§ **RAW DATA**
════════════════

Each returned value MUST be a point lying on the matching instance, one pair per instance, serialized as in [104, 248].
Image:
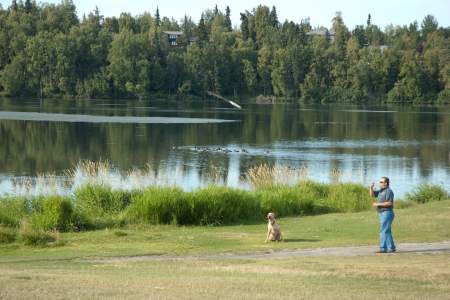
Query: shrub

════════════════

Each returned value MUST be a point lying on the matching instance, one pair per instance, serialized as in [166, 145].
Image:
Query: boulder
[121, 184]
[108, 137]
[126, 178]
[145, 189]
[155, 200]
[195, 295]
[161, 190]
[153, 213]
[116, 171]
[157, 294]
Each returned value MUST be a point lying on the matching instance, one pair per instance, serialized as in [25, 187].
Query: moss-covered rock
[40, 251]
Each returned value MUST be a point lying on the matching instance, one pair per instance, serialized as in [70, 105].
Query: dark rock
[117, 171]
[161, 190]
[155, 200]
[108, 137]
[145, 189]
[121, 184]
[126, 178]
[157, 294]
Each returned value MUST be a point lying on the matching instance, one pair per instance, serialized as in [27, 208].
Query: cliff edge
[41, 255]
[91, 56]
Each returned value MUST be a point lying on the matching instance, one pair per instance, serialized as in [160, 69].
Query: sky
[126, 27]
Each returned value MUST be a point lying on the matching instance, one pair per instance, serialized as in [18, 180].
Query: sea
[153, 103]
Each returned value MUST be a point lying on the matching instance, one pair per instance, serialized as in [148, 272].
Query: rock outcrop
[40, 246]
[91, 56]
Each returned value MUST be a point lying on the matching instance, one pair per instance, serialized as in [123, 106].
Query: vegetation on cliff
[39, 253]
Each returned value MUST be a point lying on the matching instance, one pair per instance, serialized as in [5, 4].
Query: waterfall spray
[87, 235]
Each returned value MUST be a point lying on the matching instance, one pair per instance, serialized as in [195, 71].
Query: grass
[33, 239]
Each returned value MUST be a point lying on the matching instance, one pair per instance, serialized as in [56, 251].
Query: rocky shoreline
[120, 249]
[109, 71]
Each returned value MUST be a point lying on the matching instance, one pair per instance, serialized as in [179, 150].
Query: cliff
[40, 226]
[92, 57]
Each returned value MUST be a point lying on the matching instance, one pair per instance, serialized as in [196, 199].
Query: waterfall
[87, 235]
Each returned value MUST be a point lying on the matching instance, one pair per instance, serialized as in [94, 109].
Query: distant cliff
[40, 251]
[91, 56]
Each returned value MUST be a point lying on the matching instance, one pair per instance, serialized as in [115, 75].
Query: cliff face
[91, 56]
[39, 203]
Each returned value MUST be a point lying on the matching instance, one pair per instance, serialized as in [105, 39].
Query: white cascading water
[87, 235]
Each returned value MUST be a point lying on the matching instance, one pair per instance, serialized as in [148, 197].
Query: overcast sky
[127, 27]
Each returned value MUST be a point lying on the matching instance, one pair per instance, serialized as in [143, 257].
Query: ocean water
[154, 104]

════════════════

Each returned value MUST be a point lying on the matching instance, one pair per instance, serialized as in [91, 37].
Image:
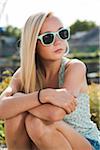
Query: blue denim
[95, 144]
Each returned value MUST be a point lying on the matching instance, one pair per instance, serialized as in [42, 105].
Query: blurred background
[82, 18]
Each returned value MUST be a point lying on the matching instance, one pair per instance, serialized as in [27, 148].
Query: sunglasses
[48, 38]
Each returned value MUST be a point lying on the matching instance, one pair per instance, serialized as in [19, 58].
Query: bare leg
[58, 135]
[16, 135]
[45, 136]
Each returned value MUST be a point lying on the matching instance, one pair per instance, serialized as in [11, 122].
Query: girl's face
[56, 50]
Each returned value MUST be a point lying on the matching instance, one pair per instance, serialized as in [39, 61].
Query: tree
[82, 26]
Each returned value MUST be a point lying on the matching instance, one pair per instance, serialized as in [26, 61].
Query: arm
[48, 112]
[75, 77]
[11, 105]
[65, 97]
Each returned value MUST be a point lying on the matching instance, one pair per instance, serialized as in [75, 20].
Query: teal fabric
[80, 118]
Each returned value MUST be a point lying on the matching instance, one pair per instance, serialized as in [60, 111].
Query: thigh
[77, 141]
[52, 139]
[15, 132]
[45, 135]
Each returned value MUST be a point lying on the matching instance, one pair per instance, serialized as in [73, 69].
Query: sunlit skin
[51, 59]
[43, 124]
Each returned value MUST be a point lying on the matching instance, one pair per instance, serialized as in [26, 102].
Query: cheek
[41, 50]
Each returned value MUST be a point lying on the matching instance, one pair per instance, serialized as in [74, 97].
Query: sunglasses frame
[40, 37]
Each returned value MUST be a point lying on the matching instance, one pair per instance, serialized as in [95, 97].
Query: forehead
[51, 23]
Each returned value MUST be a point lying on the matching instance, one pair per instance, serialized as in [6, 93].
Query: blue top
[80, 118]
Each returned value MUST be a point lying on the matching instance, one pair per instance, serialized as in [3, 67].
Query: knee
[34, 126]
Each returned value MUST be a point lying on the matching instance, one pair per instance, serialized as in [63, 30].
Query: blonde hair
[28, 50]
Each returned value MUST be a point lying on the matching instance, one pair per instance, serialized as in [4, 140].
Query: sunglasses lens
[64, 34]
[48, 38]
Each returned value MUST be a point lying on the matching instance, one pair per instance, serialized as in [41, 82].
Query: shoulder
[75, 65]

════════════════

Copy everything from the line containing "in [104, 248]." down to the line containing "Query: shrub", including both of those lines, and leave the picture out of your copy.

Each returned value MUST be a point lying on the matching instance, one pair per instance, serialized as in [104, 248].
Image:
Query: shrub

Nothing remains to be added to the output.